On Sat, 1 May 2021, Zebediah Figura (she/her) wrote: [...]
Looks like a more sophisticated version of https://www.winehq.org/~jwhite/2deb8c2825af.html, which is definitely a nice resource when I'm trying to put effort into fixing test failures.
Right. I should probably have mentioned this bug which says Jer's page was part of the inspiration. But that page did not do what I need so I tweaked it.
https://bugs.winehq.org/show_bug.cgi?id=48164
Oh. And now the official pages are online and getting more feature complete.
https://test.winehq.org/data/patterns-tb-win.html https://test.winehq.org/data/patterns-tb-wine.html
I guess the tests are color-coded by number of failures, modulo some constant?
Right. Each failure type (timeout, crash, etc) has its own color. And then I use a gradient to attribute a color to each 'vanilla' failure count.
Note that what counts for allocating the colors is not the actual failure counts, but the number of different failure counts. That is a test with 4, 5 or 6 failures will get the same colors as one with 1, 2 or 100 failures because in both cases there are only 3 different values.
I'll add a description of the patterns on the pages at some point.
I like the idea. I will note though that some of those colours seem hard to tell apart, e.g. the shades of green in wine d3d9:device.
Yes. When a test unit has 30 different failure counts it's hard to find enough easy to distinguish colors. It's probably possible to do better by tweaking the colors the gradient goes through.
https://source.winehq.org/git/tools.git/blob/HEAD:/winetest/build-patterns#l...

* [EXTRACTED MATERIAL]
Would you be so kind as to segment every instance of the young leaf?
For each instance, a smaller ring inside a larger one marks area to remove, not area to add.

--

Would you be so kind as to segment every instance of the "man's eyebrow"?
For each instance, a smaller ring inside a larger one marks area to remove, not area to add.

* [REQUIRED WORK]
A. In the thread about Wine test failure pattern pages, list every failure count given in the example that explains how colors are allocated.
B. Based on the thread about Wine test failure pattern pages, decide whether each statement is true. Answer yes or no and quote the deciding words.
(i) Every failure type gets a color of its own.
(ii) Colors are allocated according to the actual failure counts.
(iii) The pages already contain a description of the patterns.
C. Reproduce word for word the passage of the thread about Wine test failure pattern pages that starts with the words containing "I like the idea." and ends with "gradient goes through.".

* [REPLIES]
A. 4, 5, 6, 1, 2, 100

B.
(i) Yes: "Each failure type (timeout, crash, etc) has its own color."
(ii) No: "what counts for allocating the colors is not the actual failure counts, but the number of different failure counts."
(iii) No: "I'll add a description of the patterns on the pages at some point."

C.
I like the idea. I will note though that some of those colours seem hard to tell apart, e.g. the shades of green in wine d3d9:device.
Yes. When a test unit has 30 different failure counts it's hard to find enough easy to distinguish colors. It's probably possible to do better by tweaking the colors the gradient goes through.